═════ Selected passage

Even with reports of a stagnant national unemployment rate, some DC-area associations are ready to hire again. But job seekers have new expectations, and association hiring managers need smart ways to attract DC's top talent. Find out how to hone your hiring strategy.
For Tom Dobbins, CAE, chief staff executive at the American Composites Manufacturers Association in Arlington, Virginia, moving the organization's headquarters from Ballston to the Clarendon neighborhood is a key part of a plan to attract top employees. ACMA's new building offers a gym and easy access to Clarendon's attractions, including restaurants and shopping. These upgrades are just one aspect of what Dobbins hopes create an attractive employment package at ACMA.
According to a report by the Bureau of Labor Statistics released in late August, little has changed in the employment outlook for the nation. The U.S. unemployment rate has stalled at around 9 percent, and private-sector workers' hourly earnings are declining. But even throughout the recession, the DC area has maintained a relatively low 5.8 percent unemployment rate. And associations in particular offer plenty of opportunity for those looking for work in the region.
Christine Smith, president of Fairfax, Virginia-based Boxwood Technology, Inc., which provides online career-center technology, says this year's advertised nationwide association vacancies from May through July are comparable to 2010 but are up 61 percent compared to the same period in 2009. In late August, more than 4,000 association job vacancies were posted in the DC market. "That's a large number," says Smith. "If we look at the number compared to last year, it's relatively flat, but that's still a lot of jobs."

══════════

# [Activity list]
**1.** Which percentage figures appear in the article on DC-area association hiring? List every one.
**2.** Do these statements agree with the article on DC-area association hiring? Answer yes or no for each, quoting the deciding words.
(a) ACMA's new building offers a gym.
(b) During the recession, the DC area's unemployment rate rose to around 9 percent.
(c) Advertised association vacancies from May through July were up 61 percent compared to 2010.
**3.** Can you extend the article on DC-area association hiring beyond its last sentence?

═════ Available data

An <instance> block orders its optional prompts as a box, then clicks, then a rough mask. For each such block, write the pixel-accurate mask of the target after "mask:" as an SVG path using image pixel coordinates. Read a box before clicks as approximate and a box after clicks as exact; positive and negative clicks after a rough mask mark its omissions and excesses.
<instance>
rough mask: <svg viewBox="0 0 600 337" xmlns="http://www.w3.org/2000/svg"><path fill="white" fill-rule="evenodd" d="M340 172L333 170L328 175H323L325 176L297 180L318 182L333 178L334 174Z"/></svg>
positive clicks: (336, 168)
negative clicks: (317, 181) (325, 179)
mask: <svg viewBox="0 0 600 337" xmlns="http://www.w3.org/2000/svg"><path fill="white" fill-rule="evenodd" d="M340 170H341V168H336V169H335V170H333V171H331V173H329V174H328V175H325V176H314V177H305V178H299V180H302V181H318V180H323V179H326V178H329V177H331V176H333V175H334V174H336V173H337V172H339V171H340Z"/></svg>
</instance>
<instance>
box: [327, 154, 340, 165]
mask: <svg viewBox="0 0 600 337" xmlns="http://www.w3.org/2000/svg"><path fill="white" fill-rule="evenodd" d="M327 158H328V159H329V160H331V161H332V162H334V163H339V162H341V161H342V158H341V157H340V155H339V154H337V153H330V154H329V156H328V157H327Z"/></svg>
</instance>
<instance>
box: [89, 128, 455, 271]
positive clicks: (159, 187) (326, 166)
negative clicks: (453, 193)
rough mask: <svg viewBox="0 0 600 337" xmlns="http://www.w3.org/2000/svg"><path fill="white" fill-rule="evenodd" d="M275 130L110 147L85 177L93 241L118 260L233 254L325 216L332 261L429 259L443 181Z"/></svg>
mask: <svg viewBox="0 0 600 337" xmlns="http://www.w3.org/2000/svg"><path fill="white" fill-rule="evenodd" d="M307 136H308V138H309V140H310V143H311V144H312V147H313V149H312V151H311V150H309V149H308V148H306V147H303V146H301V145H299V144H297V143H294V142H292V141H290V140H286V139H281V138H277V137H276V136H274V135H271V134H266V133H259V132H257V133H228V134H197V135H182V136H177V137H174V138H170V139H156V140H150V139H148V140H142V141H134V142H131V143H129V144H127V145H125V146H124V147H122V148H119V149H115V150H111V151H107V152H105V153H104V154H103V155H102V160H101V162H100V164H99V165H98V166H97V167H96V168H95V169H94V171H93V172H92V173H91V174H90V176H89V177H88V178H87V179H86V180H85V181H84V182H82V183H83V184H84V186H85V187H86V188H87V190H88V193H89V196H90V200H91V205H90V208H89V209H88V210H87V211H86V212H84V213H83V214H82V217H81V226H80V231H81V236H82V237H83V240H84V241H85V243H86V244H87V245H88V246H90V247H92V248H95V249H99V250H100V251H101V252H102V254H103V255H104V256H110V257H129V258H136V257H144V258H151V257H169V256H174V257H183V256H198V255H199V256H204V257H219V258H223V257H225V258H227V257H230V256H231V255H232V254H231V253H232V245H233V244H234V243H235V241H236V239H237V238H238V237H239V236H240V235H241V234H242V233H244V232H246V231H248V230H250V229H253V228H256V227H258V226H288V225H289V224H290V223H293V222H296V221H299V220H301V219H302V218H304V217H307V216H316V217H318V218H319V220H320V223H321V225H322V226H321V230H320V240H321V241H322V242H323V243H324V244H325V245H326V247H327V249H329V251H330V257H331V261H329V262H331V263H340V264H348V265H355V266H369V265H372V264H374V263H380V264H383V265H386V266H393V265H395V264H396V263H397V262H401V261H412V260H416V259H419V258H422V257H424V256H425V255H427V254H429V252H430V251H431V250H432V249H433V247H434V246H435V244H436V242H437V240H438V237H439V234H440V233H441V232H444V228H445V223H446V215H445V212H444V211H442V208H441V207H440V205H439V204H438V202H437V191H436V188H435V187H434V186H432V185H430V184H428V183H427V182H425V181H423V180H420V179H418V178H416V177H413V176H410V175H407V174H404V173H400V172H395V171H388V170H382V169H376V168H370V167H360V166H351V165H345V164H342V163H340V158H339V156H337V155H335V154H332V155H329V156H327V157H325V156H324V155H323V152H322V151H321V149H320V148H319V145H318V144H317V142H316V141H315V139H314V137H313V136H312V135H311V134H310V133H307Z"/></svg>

══════════

# [List of answers]
**1.** 9 percent, 5.8 percent, 61 percent

**2.**
(a) Yes: "ACMA's new building offers a gym"
(b) No: "the DC area has maintained a relatively low 5.8 percent unemployment rate"
(c) No: "are comparable to 2010 but are up 61 percent compared to the same period in 2009"

**3.**
One of the associations with job openings is ACMA. Dobbins says the organization has used the recession as an opportunity to restructure and has hired consultants or part-time employees to fill gaps. "We're a trade association, and like our members, we had to make some painful layoffs in staff," says Dobbins. "We are now starting to see … that our industries are coming back. We're seeing that reflected in our revenues, and we feel like now is an appropriate time to start backfilling, but it isn't like we've left positions empty because we have sort of reorganized."
A Smarter Search
ACMA's neighborhood switch is a smart move if the location better reflects the culture of the organization, says Daniel Martinage, CEG, CAE, an executive coach, consultant, and principal at Association Coach, LLC, in Washington, DC. And hiring managers should highlight the aspects of the association's culture that will appeal to the applicants they want to attract. "Having a place to work out is important, or giving subsidies to health clubs, or whatever else it might be," says Martinage. He recommends that hiring managers ask themselves, "What makes this association attractive to people who are out there looking at many different associations in the DC metro area?"
Hiring processes are different from even a few years ago, Martinage says. The main difference is the use of social media. "It's important for employers to be thinking, ‘How can I look at candidates' [online] presence and get a better feeling about who the candidates are just by looking at the information that's out there?'"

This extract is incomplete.